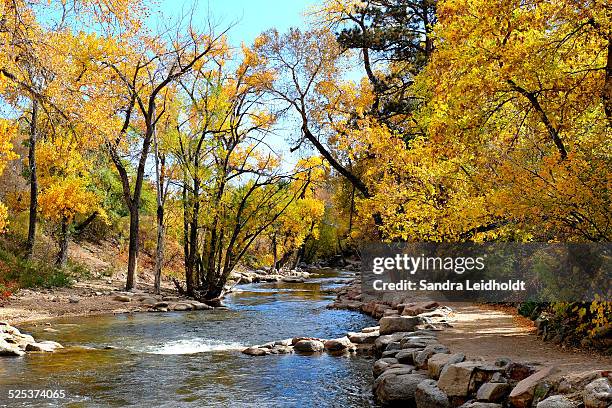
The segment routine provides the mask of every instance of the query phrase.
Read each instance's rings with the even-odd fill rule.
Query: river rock
[[[408,304],[402,309],[403,316],[416,316],[438,307],[437,302]]]
[[[175,312],[186,312],[188,310],[192,310],[193,306],[190,303],[177,303],[172,306],[172,310]]]
[[[450,354],[450,350],[442,344],[430,344],[414,355],[414,365],[417,368],[427,368],[427,360],[434,354]]]
[[[395,358],[402,364],[414,364],[414,355],[421,351],[418,348],[401,349],[399,353],[395,355]]]
[[[536,387],[554,371],[555,367],[546,367],[521,380],[510,392],[509,401],[516,408],[530,407]]]
[[[293,346],[295,351],[302,353],[318,353],[323,351],[325,346],[320,340],[300,340]]]
[[[431,378],[437,380],[438,378],[440,378],[440,373],[442,372],[442,369],[447,364],[461,363],[463,360],[465,360],[465,355],[463,353],[434,354],[429,358],[429,360],[427,360],[427,372]]]
[[[379,352],[382,352],[383,350],[385,350],[387,348],[387,345],[389,343],[393,343],[396,341],[401,341],[402,338],[406,335],[408,335],[409,333],[407,332],[397,332],[397,333],[393,333],[393,334],[386,334],[384,336],[380,336],[379,338],[377,338],[374,341],[374,345],[376,346],[376,350],[378,350]]]
[[[438,340],[435,337],[404,336],[400,342],[400,346],[403,349],[406,349],[406,348],[424,349],[430,344],[437,344],[437,343],[438,343]]]
[[[23,356],[25,353],[16,345],[0,340],[0,356]]]
[[[128,302],[132,301],[132,298],[127,296],[127,295],[117,295],[117,296],[115,296],[113,298],[113,300],[116,301],[116,302],[125,302],[125,303],[128,303]]]
[[[341,351],[350,348],[353,345],[348,337],[340,337],[338,339],[327,340],[323,346],[326,350]]]
[[[383,404],[414,403],[417,386],[427,379],[423,374],[402,374],[399,370],[387,370],[374,382],[376,398]]]
[[[477,361],[448,364],[440,373],[438,387],[449,397],[466,397],[469,393],[472,373],[479,364]]]
[[[79,303],[81,299],[79,299],[77,296],[70,296],[68,298],[68,303]]]
[[[26,351],[44,351],[47,353],[52,353],[55,351],[55,346],[52,344],[44,344],[44,343],[28,343],[25,347]]]
[[[510,392],[510,385],[505,383],[484,383],[478,389],[476,398],[479,401],[501,402]]]
[[[399,361],[397,361],[396,358],[392,357],[384,357],[379,360],[376,360],[376,362],[372,366],[372,374],[374,375],[374,378],[381,375],[387,368],[389,368],[390,365],[397,363],[399,363]]]
[[[583,392],[585,408],[606,408],[612,404],[612,387],[610,380],[605,377],[589,383]]]
[[[562,395],[553,395],[538,402],[536,408],[575,408],[576,404]]]
[[[52,328],[52,327],[45,327],[45,328],[43,329],[43,331],[44,331],[44,332],[47,332],[47,333],[59,333],[59,330],[54,329],[54,328]]]
[[[145,297],[140,299],[140,303],[145,306],[155,306],[157,304],[157,299],[152,297]]]
[[[378,331],[372,331],[367,333],[348,333],[347,337],[352,343],[355,344],[364,344],[364,343],[374,343],[374,341],[378,338]]]
[[[380,334],[411,332],[420,323],[418,317],[387,316],[380,319]]]
[[[206,303],[198,302],[198,301],[190,301],[189,304],[193,307],[193,310],[211,310],[213,307],[207,305]]]
[[[417,385],[414,394],[417,408],[448,408],[450,402],[448,397],[435,380],[424,380]]]
[[[249,356],[265,356],[268,352],[265,349],[261,349],[259,347],[249,347],[242,350],[244,354]]]
[[[380,330],[380,326],[365,327],[361,329],[362,333],[372,333]]]
[[[465,404],[461,405],[459,408],[502,408],[502,405],[495,404],[493,402],[471,401],[471,402],[466,402]]]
···
ACTIVITY
The task requires that every line above be transcribed exactly, without the images.

ANSWER BOX
The segment routine provides the mask of every instance of the query phrase.
Read each instance's rings with the even-odd fill rule.
Query: river rock
[[[408,304],[402,309],[403,316],[416,316],[438,307],[437,302]]]
[[[175,312],[186,312],[188,310],[192,310],[193,306],[190,303],[177,303],[172,306],[172,310]]]
[[[450,354],[450,350],[442,344],[430,344],[414,355],[414,365],[417,368],[427,368],[427,360],[434,354]]]
[[[395,358],[402,364],[414,364],[414,355],[421,351],[418,348],[401,349],[399,353],[395,355]]]
[[[536,387],[554,371],[555,367],[546,367],[521,380],[510,392],[509,401],[516,408],[530,407]]]
[[[293,346],[295,351],[302,353],[318,353],[323,351],[325,346],[320,340],[300,340]]]
[[[431,378],[437,380],[438,378],[440,378],[440,373],[442,372],[442,369],[447,364],[461,363],[463,360],[465,360],[465,355],[463,353],[434,354],[429,358],[429,360],[427,360],[427,372]]]
[[[379,352],[382,352],[383,350],[385,350],[387,348],[387,345],[389,343],[393,343],[396,341],[401,341],[402,338],[406,335],[408,335],[409,333],[407,332],[397,332],[397,333],[393,333],[393,334],[386,334],[384,336],[380,336],[379,338],[377,338],[374,341],[374,345],[376,346],[376,350],[378,350]]]
[[[438,340],[435,337],[404,336],[400,342],[400,346],[403,349],[406,349],[406,348],[424,349],[430,344],[437,344],[437,343],[438,343]]]
[[[23,356],[25,353],[16,345],[0,340],[0,356]]]
[[[128,302],[132,301],[132,298],[127,296],[127,295],[117,295],[117,296],[115,296],[113,298],[113,300],[116,301],[116,302],[125,302],[125,303],[128,303]]]
[[[341,351],[350,348],[353,345],[348,337],[340,337],[338,339],[327,340],[323,346],[326,350]]]
[[[383,404],[414,403],[417,386],[427,379],[423,374],[402,374],[399,370],[387,370],[374,382],[376,398]]]
[[[477,361],[448,364],[440,373],[438,387],[449,397],[466,397],[469,393],[472,373],[479,364]]]
[[[79,303],[81,299],[79,299],[77,296],[70,296],[68,298],[68,303]]]
[[[26,351],[44,351],[47,353],[52,353],[55,351],[55,346],[52,344],[44,344],[44,343],[28,343],[25,347]]]
[[[510,392],[510,385],[505,383],[484,383],[478,389],[476,398],[479,401],[501,402]]]
[[[399,361],[397,361],[396,358],[392,357],[384,357],[379,360],[376,360],[376,362],[372,366],[372,374],[374,375],[374,378],[381,375],[387,368],[389,368],[390,365],[397,363],[399,363]]]
[[[583,392],[585,408],[606,408],[612,404],[612,387],[610,380],[605,377],[589,383]]]
[[[562,395],[553,395],[538,402],[536,408],[575,408],[576,404]]]
[[[52,328],[52,327],[45,327],[45,328],[43,329],[43,331],[44,331],[44,332],[47,332],[47,333],[59,333],[59,330],[54,329],[54,328]]]
[[[145,297],[140,299],[140,303],[145,306],[155,306],[157,304],[157,299],[152,297]]]
[[[378,331],[372,331],[367,333],[348,333],[347,337],[352,343],[355,344],[364,344],[364,343],[374,343],[374,341],[378,338]]]
[[[380,334],[411,332],[420,323],[418,317],[387,316],[380,319]]]
[[[206,303],[198,302],[198,301],[190,301],[189,304],[193,307],[193,310],[211,310],[213,307],[207,305]]]
[[[417,385],[414,394],[417,408],[448,408],[450,402],[448,397],[435,380],[424,380]]]
[[[249,356],[265,356],[268,352],[265,349],[261,349],[259,347],[249,347],[242,350],[244,354]]]
[[[380,330],[380,326],[365,327],[361,329],[362,333],[372,333]]]
[[[465,404],[461,405],[459,408],[502,408],[502,405],[495,404],[493,402],[471,401],[471,402],[466,402]]]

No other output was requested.